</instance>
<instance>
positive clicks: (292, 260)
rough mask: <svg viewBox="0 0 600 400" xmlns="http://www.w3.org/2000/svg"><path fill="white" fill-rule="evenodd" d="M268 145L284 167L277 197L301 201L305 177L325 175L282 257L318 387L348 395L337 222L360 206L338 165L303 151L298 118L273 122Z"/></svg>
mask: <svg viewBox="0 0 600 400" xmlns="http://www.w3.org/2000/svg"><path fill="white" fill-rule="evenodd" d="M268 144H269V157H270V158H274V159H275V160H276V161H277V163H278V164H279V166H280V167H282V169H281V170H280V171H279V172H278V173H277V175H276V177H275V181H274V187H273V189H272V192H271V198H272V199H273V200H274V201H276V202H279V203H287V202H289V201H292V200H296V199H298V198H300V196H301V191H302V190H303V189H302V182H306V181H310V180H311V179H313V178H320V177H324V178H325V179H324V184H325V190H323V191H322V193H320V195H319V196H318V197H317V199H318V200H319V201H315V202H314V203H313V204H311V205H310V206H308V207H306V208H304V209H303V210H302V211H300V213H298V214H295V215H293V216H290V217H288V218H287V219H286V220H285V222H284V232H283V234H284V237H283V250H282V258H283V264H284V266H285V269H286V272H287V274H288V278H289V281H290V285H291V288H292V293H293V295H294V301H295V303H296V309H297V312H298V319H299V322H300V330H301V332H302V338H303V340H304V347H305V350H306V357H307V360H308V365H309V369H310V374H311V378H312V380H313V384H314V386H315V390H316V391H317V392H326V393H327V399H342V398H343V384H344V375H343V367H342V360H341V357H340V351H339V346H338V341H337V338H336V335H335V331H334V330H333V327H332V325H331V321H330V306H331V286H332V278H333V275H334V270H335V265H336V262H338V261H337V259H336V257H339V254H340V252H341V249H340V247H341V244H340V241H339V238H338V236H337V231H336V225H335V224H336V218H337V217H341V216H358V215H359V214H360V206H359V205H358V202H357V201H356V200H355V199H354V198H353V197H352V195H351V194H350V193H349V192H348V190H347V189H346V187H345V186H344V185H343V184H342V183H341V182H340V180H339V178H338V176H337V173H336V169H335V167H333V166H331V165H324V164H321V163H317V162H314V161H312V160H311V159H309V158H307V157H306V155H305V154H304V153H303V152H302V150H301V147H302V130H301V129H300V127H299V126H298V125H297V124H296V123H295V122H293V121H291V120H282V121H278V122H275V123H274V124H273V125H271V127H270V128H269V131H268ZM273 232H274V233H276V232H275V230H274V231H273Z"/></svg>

■ **Instructions for the task**: The full set of records must be output again exactly.

■ **Solution**:
</instance>
<instance>
positive clicks: (292, 260)
rough mask: <svg viewBox="0 0 600 400" xmlns="http://www.w3.org/2000/svg"><path fill="white" fill-rule="evenodd" d="M268 145L284 167L277 197L301 201L305 177L325 175L282 257L318 387L348 395L337 222L360 206L338 165L303 151L298 118L273 122Z"/></svg>
mask: <svg viewBox="0 0 600 400" xmlns="http://www.w3.org/2000/svg"><path fill="white" fill-rule="evenodd" d="M268 144H269V157H270V158H274V159H275V160H276V161H277V163H278V164H279V166H280V167H282V169H281V170H280V171H279V172H278V173H277V175H276V177H275V181H274V187H273V189H272V192H271V198H272V199H273V200H274V201H276V202H279V203H287V202H289V201H292V200H296V199H298V198H300V196H301V191H302V190H303V189H302V182H306V181H310V180H311V179H313V178H320V177H324V178H325V179H324V184H325V190H323V191H322V193H320V195H319V196H318V197H317V199H318V200H319V201H315V202H314V203H313V204H311V205H310V206H308V207H306V208H304V209H303V210H302V211H300V213H298V214H295V215H293V216H290V217H288V218H287V219H286V220H285V222H284V232H283V234H284V237H283V250H282V258H283V264H284V266H285V269H286V272H287V274H288V278H289V281H290V285H291V288H292V293H293V295H294V301H295V303H296V309H297V312H298V319H299V322H300V330H301V332H302V338H303V340H304V347H305V350H306V357H307V360H308V365H309V369H310V374H311V378H312V380H313V384H314V386H315V390H316V391H317V392H326V393H327V399H342V398H343V384H344V375H343V367H342V360H341V357H340V351H339V346H338V341H337V338H336V335H335V331H334V330H333V327H332V325H331V321H330V306H331V286H332V278H333V275H334V270H335V265H336V262H338V261H337V259H336V257H339V254H340V252H341V249H340V247H341V244H340V241H339V238H338V236H337V231H336V225H335V224H336V218H337V217H341V216H358V215H359V214H360V206H359V205H358V202H357V201H356V200H355V199H354V198H353V197H352V195H351V194H350V193H349V192H348V190H347V189H346V187H345V186H344V185H343V184H342V183H341V182H340V180H339V178H338V176H337V173H336V169H335V167H333V166H331V165H324V164H321V163H317V162H314V161H312V160H311V159H309V158H307V157H306V155H305V154H304V153H303V152H302V150H301V147H302V130H301V129H300V127H299V126H298V125H297V124H296V123H295V122H293V121H291V120H282V121H278V122H275V123H274V124H273V125H271V127H270V128H269V131H268ZM273 232H274V233H276V232H275V230H274V231H273Z"/></svg>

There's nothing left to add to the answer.